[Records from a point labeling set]
#####

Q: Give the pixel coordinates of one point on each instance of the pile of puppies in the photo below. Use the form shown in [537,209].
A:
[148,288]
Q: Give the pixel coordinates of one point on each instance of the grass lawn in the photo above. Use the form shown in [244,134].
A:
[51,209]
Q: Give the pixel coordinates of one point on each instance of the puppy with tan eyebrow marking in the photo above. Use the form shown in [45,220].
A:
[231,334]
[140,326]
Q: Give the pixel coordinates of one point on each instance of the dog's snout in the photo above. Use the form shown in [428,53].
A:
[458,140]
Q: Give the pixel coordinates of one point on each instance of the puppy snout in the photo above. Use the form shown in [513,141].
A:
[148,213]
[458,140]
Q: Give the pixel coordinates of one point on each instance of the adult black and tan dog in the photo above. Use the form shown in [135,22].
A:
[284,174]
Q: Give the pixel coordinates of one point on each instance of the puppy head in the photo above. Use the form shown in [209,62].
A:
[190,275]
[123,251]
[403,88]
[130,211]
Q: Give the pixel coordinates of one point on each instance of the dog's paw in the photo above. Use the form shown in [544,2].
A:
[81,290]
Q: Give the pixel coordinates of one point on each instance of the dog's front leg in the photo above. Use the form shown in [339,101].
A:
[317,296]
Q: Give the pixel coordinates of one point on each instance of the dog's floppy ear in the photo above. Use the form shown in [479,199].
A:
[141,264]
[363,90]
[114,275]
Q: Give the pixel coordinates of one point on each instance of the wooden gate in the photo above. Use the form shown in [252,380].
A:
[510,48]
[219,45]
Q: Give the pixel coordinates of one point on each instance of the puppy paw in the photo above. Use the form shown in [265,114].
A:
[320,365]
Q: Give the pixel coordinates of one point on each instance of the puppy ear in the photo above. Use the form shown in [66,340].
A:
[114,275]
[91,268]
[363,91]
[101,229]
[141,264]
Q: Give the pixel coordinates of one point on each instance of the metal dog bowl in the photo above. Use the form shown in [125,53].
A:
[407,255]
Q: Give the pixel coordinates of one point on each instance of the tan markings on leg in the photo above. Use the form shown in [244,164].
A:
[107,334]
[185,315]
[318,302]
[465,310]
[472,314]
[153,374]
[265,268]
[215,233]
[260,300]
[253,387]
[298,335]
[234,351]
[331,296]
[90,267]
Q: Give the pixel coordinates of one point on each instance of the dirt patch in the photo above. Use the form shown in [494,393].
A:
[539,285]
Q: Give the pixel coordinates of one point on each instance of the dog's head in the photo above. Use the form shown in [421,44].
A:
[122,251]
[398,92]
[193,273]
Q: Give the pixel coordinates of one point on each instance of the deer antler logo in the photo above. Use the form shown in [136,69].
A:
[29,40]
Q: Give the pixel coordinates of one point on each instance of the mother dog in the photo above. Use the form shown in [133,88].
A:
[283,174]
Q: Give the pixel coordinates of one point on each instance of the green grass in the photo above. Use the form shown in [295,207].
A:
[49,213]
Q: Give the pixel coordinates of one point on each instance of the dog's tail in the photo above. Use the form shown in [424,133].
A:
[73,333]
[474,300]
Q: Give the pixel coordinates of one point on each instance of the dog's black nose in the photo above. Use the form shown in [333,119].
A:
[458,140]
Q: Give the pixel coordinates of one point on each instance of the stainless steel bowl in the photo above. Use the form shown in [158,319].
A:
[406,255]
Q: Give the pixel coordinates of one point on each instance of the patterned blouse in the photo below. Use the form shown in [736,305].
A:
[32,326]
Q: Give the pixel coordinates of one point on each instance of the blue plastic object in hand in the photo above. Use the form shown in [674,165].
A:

#####

AIM OF THE TASK:
Reproduce every one of the entries above, renaming "pixel coordinates" to "point coordinates" wherever it occurs and leaving everything else unchanged.

SOLUTION TO THIS TASK:
Q: Give the point coordinates of one point on each instance of the pile of puppies in the photo below. Use the form shown in [537,209].
A:
[148,288]
Q: Give the point coordinates of one point on each instance of the grass lawn in the photo above. Use the form shown in [244,134].
A:
[51,209]
Q: Give the point coordinates of one point on each instance of the puppy with tan eyebrow marking in the photo above. Use the form shown in [45,220].
A:
[231,334]
[140,326]
Q: Give the point coordinates of one point on each instance of the dog's snout in the photo above. Use the form shown in [428,53].
A:
[458,140]
Q: Give the point coordinates of one point on each instance of the puppy snout in the photo above. Use the form shown in [513,141].
A:
[148,213]
[458,140]
Q: Give the point coordinates of one point on each instance of the adult black and tan dog in the photo above. Use the form shown in [135,22].
A:
[284,174]
Q: Give the point coordinates of one point on each instance of the puppy head in the photo above. Use the form shown in [209,62].
A:
[190,275]
[123,251]
[403,88]
[130,211]
Q: Give the point coordinates of one point on each instance of the dog's paw in the photo above. Use the form shown in [544,2].
A:
[81,290]
Q: Give the point coordinates of one point on each instance of the dog's front leg in the photo above. Use the form shown in [339,101].
A:
[317,296]
Q: Give the point coordinates of one point on each instance of the dog's floppy ear in the photo above. Use the form shown in [479,199].
A:
[141,264]
[363,90]
[114,275]
Q: Give the point coordinates of one point on each instance of the wooden gate in the photo above. Use the form shown in [252,380].
A:
[510,48]
[219,45]
Q: Give the point coordinates of one point on each instance of the puppy paw in the photo above. Use the form shown in [265,114].
A:
[320,365]
Q: Give the point coordinates of one point on each instance of the puppy ear in the photo above. Use the form shown in [66,340].
A:
[114,275]
[91,268]
[363,91]
[101,229]
[141,264]
Q: Give the point coordinates of one point on each instance of the metal dog bowl in the photo above. Use the form shown in [125,53].
A:
[407,255]
Q: Give the point coordinates of one point on each instance of the tan markings on leg in the photo above. Use the form shown in [244,164].
A:
[107,334]
[185,315]
[318,302]
[465,310]
[472,314]
[153,374]
[265,268]
[215,233]
[260,300]
[253,387]
[298,335]
[234,351]
[331,296]
[90,267]
Q: Give the point coordinates of one point on each instance of the dirt patch in the photo above. Use the form shown in [494,393].
A:
[539,285]
Q: Give the point coordinates of one point on each instance of the dog's head in the photo above. Use the form shown in [421,44].
A:
[122,251]
[398,92]
[193,273]
Q: Give the point coordinates of one point on each instance of the deer antler logo in the photo above. Use the form shown in [136,69].
A:
[29,40]
Q: Give the point coordinates of one point on each instance of the mother dog in the photo above. Use the form shown in [133,88].
A:
[283,174]
Q: Give the point coordinates of one point on each instance of the green grass in the photo above. Use the form shown in [295,207].
A:
[49,213]
Q: Give the point coordinates of one point on each instance of the dog's tail in the photo above. Use the form shown in [424,133].
A:
[73,333]
[474,300]
Q: Give the point coordinates of one point on each instance of the dog's black nose in the photo above. Use the form shown in [333,119].
A:
[458,140]
Q: Give the point coordinates of one point on each instance of the stainless steel bowl in the photo above. Use the form shown in [158,319].
A:
[406,255]
Q: Give the point coordinates of one point on each instance of the patterned blouse in the photo below. Use the form shown in [736,305].
A:
[32,326]
Q: Give the point coordinates of one point on each instance of the blue plastic object in hand in the photo above. Use the form shown in [674,165].
A:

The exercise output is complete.